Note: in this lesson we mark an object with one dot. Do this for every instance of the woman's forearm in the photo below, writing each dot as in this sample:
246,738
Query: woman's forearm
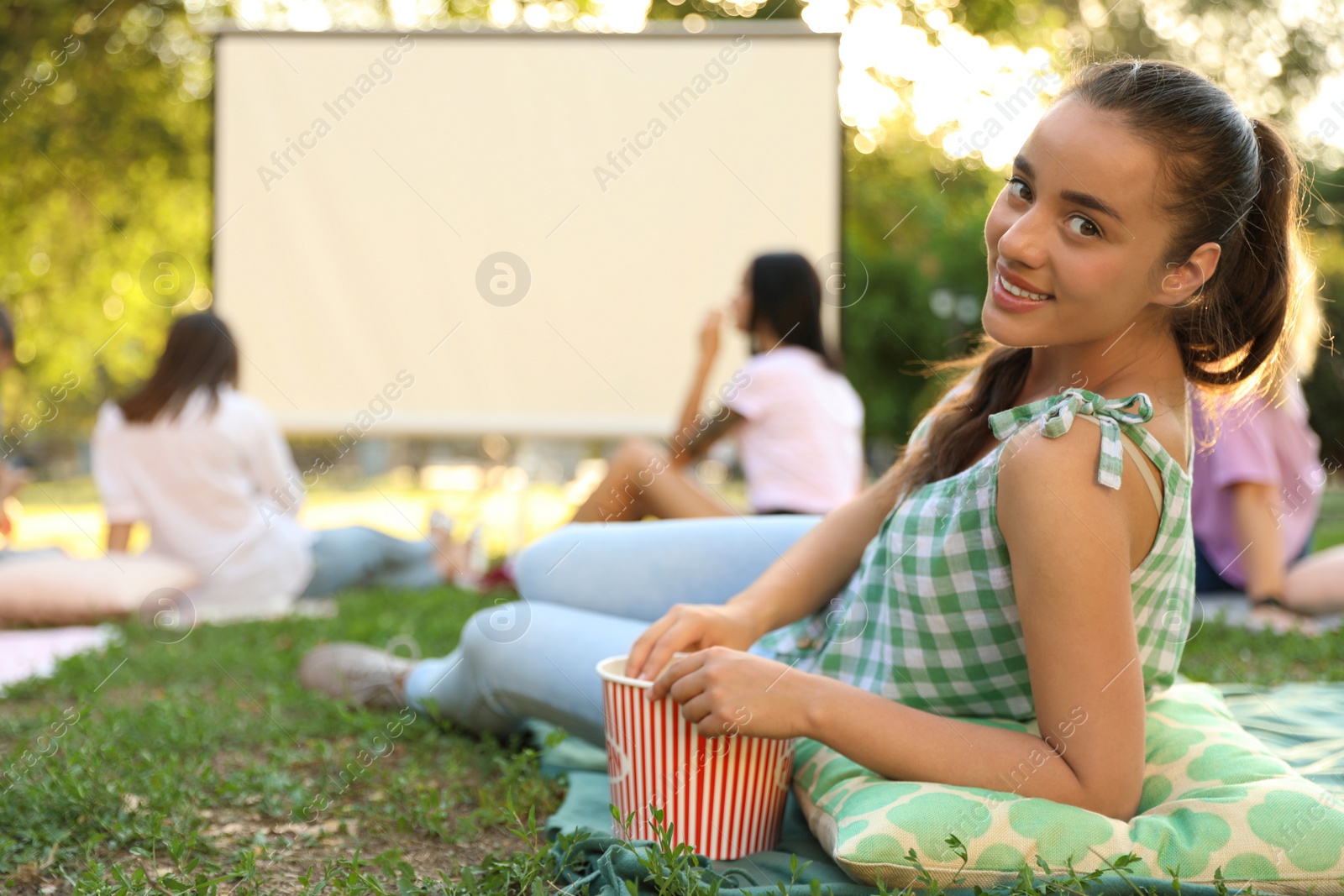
816,566
118,537
1254,506
904,743
687,429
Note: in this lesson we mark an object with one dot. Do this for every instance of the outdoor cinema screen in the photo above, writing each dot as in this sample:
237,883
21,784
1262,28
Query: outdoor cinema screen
526,228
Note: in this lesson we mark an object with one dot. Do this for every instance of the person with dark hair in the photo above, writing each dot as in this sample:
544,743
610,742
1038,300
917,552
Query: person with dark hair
1257,490
1028,557
203,464
797,419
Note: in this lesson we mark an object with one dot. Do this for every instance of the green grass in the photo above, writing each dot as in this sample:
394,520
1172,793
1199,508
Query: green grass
205,759
203,768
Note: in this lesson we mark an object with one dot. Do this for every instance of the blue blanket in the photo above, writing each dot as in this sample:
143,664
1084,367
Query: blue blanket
1303,723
------------------------------------------------
- The exercise: Write out the lines above, starting at the line that contains "of the outdoor" and ending with the final line, and nothing else; copy them exactly.

- Worked solution:
Note: in this lesson we mark an object with one dot. Do this for every instance of the outdoor cinema screen in the photo above, writing each dot as in this sample:
237,883
21,784
1262,28
Query: outdoor cinema screen
526,228
Note: in this lesson we mark an object with one dot. Do this for every instance of the person with dark hair in the photo above, writing each dot as in this sample:
544,743
610,742
1038,300
917,552
Query: person with dark hair
1257,490
1028,557
203,464
797,419
Note: in this lesson we mark an object with one dot. Do this for every instance of the green grass in the photo above, writing each dot as in this sample:
394,520
1172,793
1199,508
Query: green grass
205,759
203,768
Note: in this lesson we mark an object with one dot. Do this for every instance of the blue blanket in the photo above, writing each dot as in this sample:
143,664
1084,367
Query: blue blanket
1303,723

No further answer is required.